§ Set tasks:
[a] Output a verbatim excerpt of the Toronto congestion article, starting at the words "Noticeable by its" and ending with the words "should be addressed.".
[b] Continue the article on Mayor Tory's congestion plan, beginning right after its final sentence.

Mayor Tory Fights Congestion, Maybe

Updated December 8, 2014: This article has been updated with a list of the intersections where traffic signal retiming has been done in 2014 and where it is planned for 2015. See the end of the article.

Original article from December 5, 2014:

Mayor John Tory unveiled a six-point plan to tackle congestion problems in Toronto. The text of his remarks is not yet available on his city web page, but the points were tweeted from his account @johntoryTO:

  1. Strict Enforcement Of “No Stopping” Regulations On Major Roads
  2. Enhance Road Closure Reporting
  3. Launch A Multi-Organizational Traffic Enforcement Team – Deploy 40 additional cameras on arterial roads, Another 80 in 2016
  4. Accelerate The 2015 Traffic Signal Retiming Program From 250 Signals To 350 Signals
  5. Establish More Stringent Criteria & Higher Fees For The Closure Of Lanes And Boulevards By Private Development Projects
  6. Speed up Public Sector Construction Projects By Extending Work Hours And Reducing The Duration Of Construction On Major Roadways.

Mayor Tory will also head up a co-ordination committee to ensure that conflicts between construction projects, service closures (such as subway shutdowns), and major events are avoided.

This all sounds good, in the tub thumping way one might expect of a former radio talk show host for whom the details are always someone else’s problem. What are the likely benefits? Will people actually see an improvement in their travel times?

Noticeable by its absence is any reference to Transit Signal Priority. Reduced congestion will help all road users, including transit, but there are transit-specific improvements that should be addressed.

There are three vital points that must be acknowledged for any plan to address traffic:

  • Congestion is a GTHA-wide issue that extends deeply into both Toronto’s suburbs and into the 905 regions beyond. Tinkering with a few streets downtown will not address the vast majority of the problem, but too much of the discussion seems to focus on this small part of the road network.

§ Source data:
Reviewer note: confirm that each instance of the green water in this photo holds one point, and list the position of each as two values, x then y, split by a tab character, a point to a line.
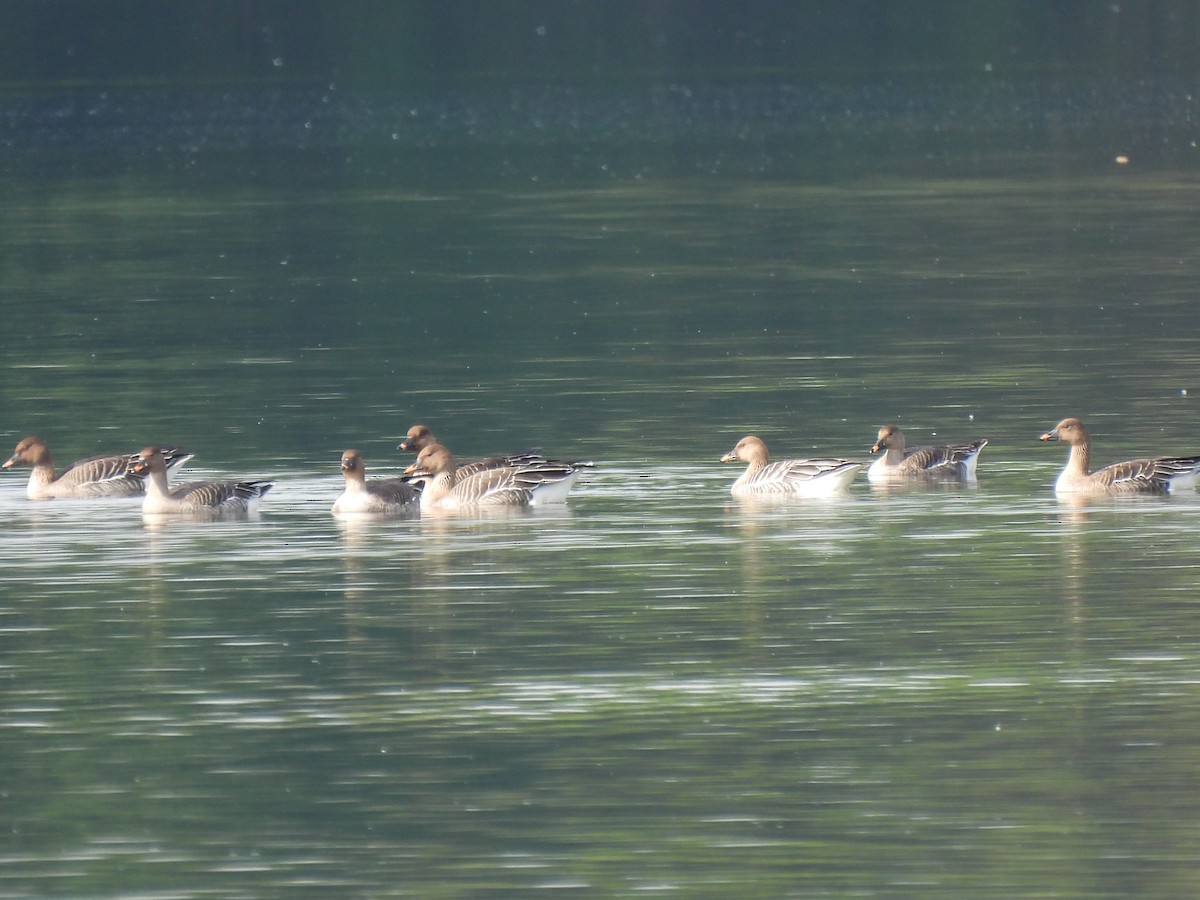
972	691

§ Exercise answers:
[a]
Noticeable by its absence is any reference to Transit Signal Priority. Reduced congestion will help all road users, including transit, but there are transit-specific improvements that should be addressed.

[b]
  • Congestion does not affect only a few peak hours a day, but a much broader period including weekends. The trucking industry, for example, is an all day operation affected just as much, if not more, by “off-peak” congestion as it is during the official “rush hours”.
  • No congestion-fighting regime is possible without a clear philosophy regarding the use of street space. If every squeaky wheel gets an exception for their business, their attraction, then “congestion fighting” is little more than a quaint slogan.

Toronto must recognize that we cannot “fix” congestion with a few tweaks here, a bit of new technology there. Always there is the sense that we can get “something for nothing”, that our problems will go away without someone making a sacrifice. That’s the sort of dream world that brings us tax-free service improvements and rapid transit construction with mythical pots of other people’s money.

The solutions, such as they may be, to congestion downtown will be very different from those in the suburbs, and a one-size-fits-all approach transplanted between locations will not work.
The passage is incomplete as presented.